Set problem:
Copy the lines below exactly as they appear.

Extracted data entries:
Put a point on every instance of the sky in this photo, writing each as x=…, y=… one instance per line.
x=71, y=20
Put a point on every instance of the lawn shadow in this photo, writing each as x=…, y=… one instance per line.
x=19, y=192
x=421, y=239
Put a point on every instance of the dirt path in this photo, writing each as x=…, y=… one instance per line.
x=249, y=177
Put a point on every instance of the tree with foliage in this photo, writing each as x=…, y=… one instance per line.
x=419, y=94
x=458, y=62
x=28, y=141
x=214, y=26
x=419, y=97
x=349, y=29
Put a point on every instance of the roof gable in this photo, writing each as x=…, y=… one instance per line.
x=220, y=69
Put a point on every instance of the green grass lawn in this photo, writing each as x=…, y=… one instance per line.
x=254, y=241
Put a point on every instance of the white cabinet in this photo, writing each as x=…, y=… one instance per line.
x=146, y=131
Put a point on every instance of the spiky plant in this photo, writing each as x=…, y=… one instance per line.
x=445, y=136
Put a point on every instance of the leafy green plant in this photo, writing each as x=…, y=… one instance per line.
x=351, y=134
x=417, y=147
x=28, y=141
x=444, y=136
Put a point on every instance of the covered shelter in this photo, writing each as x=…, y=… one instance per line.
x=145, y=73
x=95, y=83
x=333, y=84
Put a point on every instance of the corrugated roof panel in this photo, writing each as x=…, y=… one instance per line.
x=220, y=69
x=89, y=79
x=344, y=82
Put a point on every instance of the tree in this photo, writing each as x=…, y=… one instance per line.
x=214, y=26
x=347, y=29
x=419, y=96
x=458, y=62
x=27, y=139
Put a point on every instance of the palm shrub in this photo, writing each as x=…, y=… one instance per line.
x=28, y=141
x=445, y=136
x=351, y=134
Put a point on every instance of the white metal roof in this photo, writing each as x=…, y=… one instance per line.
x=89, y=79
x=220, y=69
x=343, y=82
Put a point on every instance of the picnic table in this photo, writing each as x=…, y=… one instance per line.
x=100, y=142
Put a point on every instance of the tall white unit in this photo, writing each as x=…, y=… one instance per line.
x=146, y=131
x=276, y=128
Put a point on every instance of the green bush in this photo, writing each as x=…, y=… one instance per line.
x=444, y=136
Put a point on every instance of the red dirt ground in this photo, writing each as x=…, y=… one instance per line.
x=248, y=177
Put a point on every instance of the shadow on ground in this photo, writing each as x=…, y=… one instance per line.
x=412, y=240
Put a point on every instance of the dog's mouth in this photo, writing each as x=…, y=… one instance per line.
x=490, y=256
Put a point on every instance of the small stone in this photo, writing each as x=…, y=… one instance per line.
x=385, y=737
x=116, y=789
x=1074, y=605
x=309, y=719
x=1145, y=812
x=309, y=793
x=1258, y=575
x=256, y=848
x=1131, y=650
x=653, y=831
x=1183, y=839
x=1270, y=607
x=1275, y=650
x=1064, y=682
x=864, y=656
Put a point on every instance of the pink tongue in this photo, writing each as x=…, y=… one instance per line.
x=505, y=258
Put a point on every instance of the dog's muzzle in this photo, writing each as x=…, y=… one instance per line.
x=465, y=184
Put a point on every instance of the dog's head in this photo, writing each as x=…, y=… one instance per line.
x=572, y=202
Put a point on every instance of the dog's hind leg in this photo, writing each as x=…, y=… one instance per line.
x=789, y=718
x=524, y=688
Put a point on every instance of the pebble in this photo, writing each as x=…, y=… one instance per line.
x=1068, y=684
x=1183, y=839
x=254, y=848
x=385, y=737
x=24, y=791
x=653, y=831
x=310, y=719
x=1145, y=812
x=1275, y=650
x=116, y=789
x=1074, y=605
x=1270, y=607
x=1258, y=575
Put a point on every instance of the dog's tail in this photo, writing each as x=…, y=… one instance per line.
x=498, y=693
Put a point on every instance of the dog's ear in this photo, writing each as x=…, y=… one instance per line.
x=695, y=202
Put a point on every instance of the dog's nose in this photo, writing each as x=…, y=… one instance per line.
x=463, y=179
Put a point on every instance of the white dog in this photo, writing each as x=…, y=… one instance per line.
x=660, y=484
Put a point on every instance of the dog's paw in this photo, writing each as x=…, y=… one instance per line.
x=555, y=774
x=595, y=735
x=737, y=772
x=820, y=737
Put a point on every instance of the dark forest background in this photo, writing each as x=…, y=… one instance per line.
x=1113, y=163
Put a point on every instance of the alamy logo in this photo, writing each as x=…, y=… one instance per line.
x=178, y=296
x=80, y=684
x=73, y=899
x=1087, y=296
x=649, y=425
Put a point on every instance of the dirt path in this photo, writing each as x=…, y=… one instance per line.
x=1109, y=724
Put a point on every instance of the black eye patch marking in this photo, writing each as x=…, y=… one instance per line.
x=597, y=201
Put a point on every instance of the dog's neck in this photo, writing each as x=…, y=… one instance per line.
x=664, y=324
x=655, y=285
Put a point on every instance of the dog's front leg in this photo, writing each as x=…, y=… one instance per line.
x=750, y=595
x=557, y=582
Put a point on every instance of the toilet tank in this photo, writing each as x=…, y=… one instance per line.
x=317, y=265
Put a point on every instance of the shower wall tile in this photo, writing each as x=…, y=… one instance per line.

Expected output:
Put a point on every instance of the sky in this photo, writing each as x=…, y=… one instance per line.
x=71, y=20
Put a point on every instance of the lawn shadow in this photo, writing each as x=…, y=… one instance per line.
x=19, y=192
x=421, y=239
Put a point on every instance of the dirt path in this photo, writing each as x=…, y=… one instance per line.
x=249, y=177
Put a point on every instance of the tree with foliage in this photo, writing each as x=…, y=… one instance per line.
x=419, y=94
x=458, y=62
x=28, y=141
x=214, y=26
x=419, y=97
x=349, y=29
Put a point on every instance of the roof gable in this photo, writing each as x=…, y=… one instance per line.
x=220, y=69
Put a point on every instance of the green grass lawn in this photo, writing each as x=…, y=… one instance per line.
x=254, y=241
Put a point on every instance of the white cabinet in this photo, writing each as x=…, y=… one instance per line.
x=146, y=131
Put a point on every instance of the spiky plant in this photo, writing each as x=…, y=… one instance per line.
x=445, y=136
Put a point on every instance of the leafy green plant in this photo, writing each as x=…, y=… one instance per line.
x=351, y=134
x=417, y=147
x=28, y=141
x=444, y=136
Put a point on every instance of the covered shelter in this photo, writing each as x=…, y=… one instance per line.
x=145, y=73
x=95, y=83
x=333, y=84
Put a point on every instance of the corrugated roof panel in this photo, writing each as x=…, y=… one instance per line.
x=220, y=69
x=89, y=79
x=344, y=82
Put a point on every instance of the tree in this photo, writing each as x=…, y=… one instance per line.
x=214, y=26
x=347, y=29
x=419, y=96
x=458, y=62
x=27, y=139
Put a point on every instance of the palm shrub in this photo, writing each as x=…, y=… one instance per line.
x=28, y=141
x=445, y=136
x=351, y=134
Put a point on every instance of the white metal roof in this photo, writing each as x=…, y=… one instance per line.
x=89, y=79
x=220, y=69
x=343, y=82
Put a point on every instance of the picnic table in this photo, writing each as x=…, y=… one instance per line.
x=100, y=142
Put a point on every instance of the tall white unit in this photo, writing each as x=…, y=… one instance per line.
x=146, y=131
x=276, y=128
Put a point on every instance of the green bush in this photo, writing each as x=…, y=… one instance per line.
x=444, y=136
Put a point on every instance of the red dirt ground in this photo, writing each as x=…, y=… one instance per line.
x=248, y=177
Put a point on every instance of the shadow on ground in this photo, writing each as x=…, y=… one instance per line.
x=412, y=240
Put a point on every instance of the dog's mouth in this photo, writing each as x=…, y=… one instance per line.
x=490, y=256
Put a point on every instance of the small stone in this photo, writing each as x=…, y=… one instance per line.
x=385, y=737
x=116, y=789
x=1074, y=605
x=309, y=719
x=1145, y=812
x=309, y=793
x=1258, y=575
x=256, y=848
x=1131, y=650
x=653, y=831
x=1183, y=839
x=1270, y=607
x=1275, y=650
x=1064, y=682
x=864, y=656
Put a point on every instance of the pink tongue in this photo, writing each as x=…, y=… one instance per line.
x=505, y=258
Put a point on every instance of the dog's muzzle in this photo, writing each as x=…, y=… one instance per line.
x=465, y=184
Put a point on every instance of the dog's head in this photo, writing each as x=…, y=… one instance per line.
x=572, y=202
Put a point on every instance of the dog's hind leg in this photo, writing each as x=…, y=… one instance per line.
x=789, y=718
x=524, y=688
Put a point on every instance of the pebble in this photo, writing each as x=…, y=… one instance per line.
x=1068, y=684
x=1183, y=839
x=254, y=848
x=385, y=737
x=24, y=791
x=653, y=831
x=310, y=719
x=1145, y=812
x=1275, y=650
x=116, y=789
x=1074, y=605
x=1270, y=607
x=1258, y=575
Put a point on every instance of the dog's tail in this photo, writing each as x=…, y=… one instance per line.
x=498, y=693
Put a point on every instance of the dog's ear in this photo, writing each as x=…, y=… one instance per line.
x=695, y=202
Put a point on every instance of the dog's nose in this photo, writing each as x=…, y=… one instance per line.
x=463, y=179
Put a point on every instance of the white dog in this photo, writing each as x=…, y=… one instance per line.
x=660, y=484
Put a point on every instance of the dog's paw in this photo, writing each as x=…, y=… one instance per line.
x=555, y=774
x=595, y=735
x=737, y=772
x=820, y=737
Put a point on every instance of the dark forest background in this photo, writing each as x=…, y=… one instance per line.
x=1113, y=163
Put a point on every instance of the alamy logo in this photo, writing each as x=…, y=… one instance per line.
x=178, y=296
x=80, y=684
x=73, y=899
x=1087, y=296
x=649, y=425
Put a point on every instance of the dirt path in this photo, writing each as x=…, y=… one instance per line.
x=1109, y=724
Put a point on every instance of the black eye patch marking in this photo, writing each as x=…, y=… one instance per line.
x=597, y=201
Put a point on every instance of the dog's neck in this photo, writing each as x=…, y=… one instance per line.
x=664, y=324
x=655, y=285
Put a point on every instance of the dog's front leg in this photo, writing each as x=…, y=… one instance per line.
x=750, y=595
x=557, y=582
Put a point on every instance of the toilet tank in this photo, writing each as x=…, y=… one instance per line.
x=317, y=265
Put a point on every instance of the shower wall tile in this photo, writing each as x=…, y=… one instance per line.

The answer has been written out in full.